-------- DATA SUPPLIED

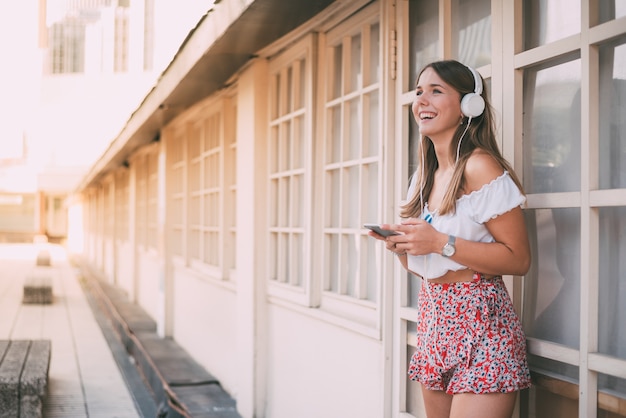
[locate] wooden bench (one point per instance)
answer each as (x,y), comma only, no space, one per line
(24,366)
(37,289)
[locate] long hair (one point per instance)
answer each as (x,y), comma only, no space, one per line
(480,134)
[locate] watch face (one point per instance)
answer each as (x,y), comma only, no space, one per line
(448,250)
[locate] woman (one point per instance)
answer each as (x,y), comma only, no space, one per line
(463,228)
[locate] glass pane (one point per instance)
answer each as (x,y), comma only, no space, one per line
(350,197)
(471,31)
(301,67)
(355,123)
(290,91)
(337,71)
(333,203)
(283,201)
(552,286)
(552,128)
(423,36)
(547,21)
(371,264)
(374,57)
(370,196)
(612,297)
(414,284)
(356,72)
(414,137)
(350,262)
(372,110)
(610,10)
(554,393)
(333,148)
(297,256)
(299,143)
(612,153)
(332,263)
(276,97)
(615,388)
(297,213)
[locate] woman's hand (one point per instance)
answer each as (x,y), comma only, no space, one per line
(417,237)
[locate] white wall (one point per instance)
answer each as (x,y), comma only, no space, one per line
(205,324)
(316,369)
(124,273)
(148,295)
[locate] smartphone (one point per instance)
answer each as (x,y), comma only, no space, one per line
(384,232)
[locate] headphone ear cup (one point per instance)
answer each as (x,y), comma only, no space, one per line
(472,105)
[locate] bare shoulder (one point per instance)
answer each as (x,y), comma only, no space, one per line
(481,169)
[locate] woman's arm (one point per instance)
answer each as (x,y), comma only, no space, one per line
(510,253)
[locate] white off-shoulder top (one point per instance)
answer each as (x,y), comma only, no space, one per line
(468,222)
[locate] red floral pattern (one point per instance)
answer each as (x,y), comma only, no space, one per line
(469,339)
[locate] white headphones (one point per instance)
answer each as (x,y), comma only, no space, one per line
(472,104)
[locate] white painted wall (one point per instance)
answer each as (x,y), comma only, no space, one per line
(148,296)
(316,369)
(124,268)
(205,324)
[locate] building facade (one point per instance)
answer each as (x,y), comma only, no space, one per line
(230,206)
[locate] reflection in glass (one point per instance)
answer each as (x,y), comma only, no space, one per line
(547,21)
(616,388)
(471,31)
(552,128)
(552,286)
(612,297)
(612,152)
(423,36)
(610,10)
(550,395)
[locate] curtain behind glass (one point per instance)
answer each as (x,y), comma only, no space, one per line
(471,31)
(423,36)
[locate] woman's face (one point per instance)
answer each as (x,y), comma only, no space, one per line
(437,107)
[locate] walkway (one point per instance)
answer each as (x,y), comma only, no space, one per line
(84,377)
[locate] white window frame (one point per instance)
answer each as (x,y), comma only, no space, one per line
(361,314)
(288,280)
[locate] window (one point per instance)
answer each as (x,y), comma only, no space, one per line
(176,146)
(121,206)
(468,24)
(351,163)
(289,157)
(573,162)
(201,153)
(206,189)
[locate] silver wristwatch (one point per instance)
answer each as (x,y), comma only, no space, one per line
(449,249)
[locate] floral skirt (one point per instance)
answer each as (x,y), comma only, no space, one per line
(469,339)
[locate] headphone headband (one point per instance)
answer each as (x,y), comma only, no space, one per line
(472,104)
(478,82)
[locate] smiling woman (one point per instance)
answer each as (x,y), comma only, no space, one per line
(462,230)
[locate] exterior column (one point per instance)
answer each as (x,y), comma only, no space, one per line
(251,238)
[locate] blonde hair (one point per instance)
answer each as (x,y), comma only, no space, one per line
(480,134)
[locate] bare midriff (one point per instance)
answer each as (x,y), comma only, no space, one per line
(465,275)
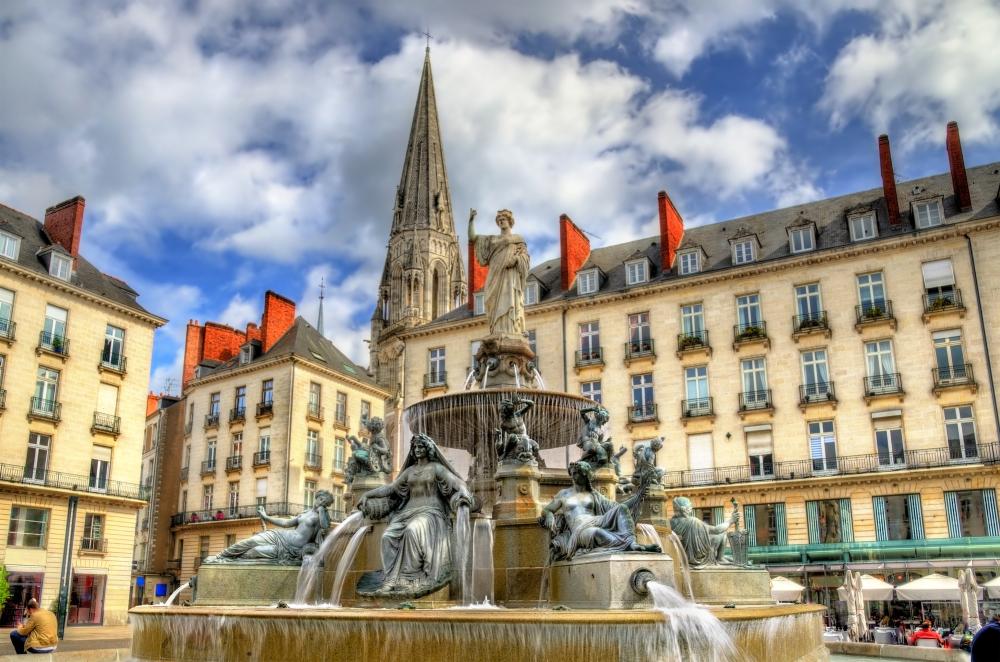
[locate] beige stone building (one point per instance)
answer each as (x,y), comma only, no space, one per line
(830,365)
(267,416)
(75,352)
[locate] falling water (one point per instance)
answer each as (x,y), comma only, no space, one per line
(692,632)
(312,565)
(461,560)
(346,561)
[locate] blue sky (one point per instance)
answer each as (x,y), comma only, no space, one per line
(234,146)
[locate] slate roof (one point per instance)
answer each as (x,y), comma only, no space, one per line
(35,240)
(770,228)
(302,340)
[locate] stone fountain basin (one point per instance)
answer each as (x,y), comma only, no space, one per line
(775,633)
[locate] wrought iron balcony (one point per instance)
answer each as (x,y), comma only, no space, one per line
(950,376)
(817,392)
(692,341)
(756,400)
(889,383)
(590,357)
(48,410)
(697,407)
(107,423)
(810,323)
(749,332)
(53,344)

----------------

▸ TASK INSTRUCTIONS: If a line in the records above holds the string "shoulder", copy it out.

▸ SOLUTION FOR THIS TASK:
[locate] bare shoulder (one point per instance)
[locate] white off-shoulder top (one point per instance)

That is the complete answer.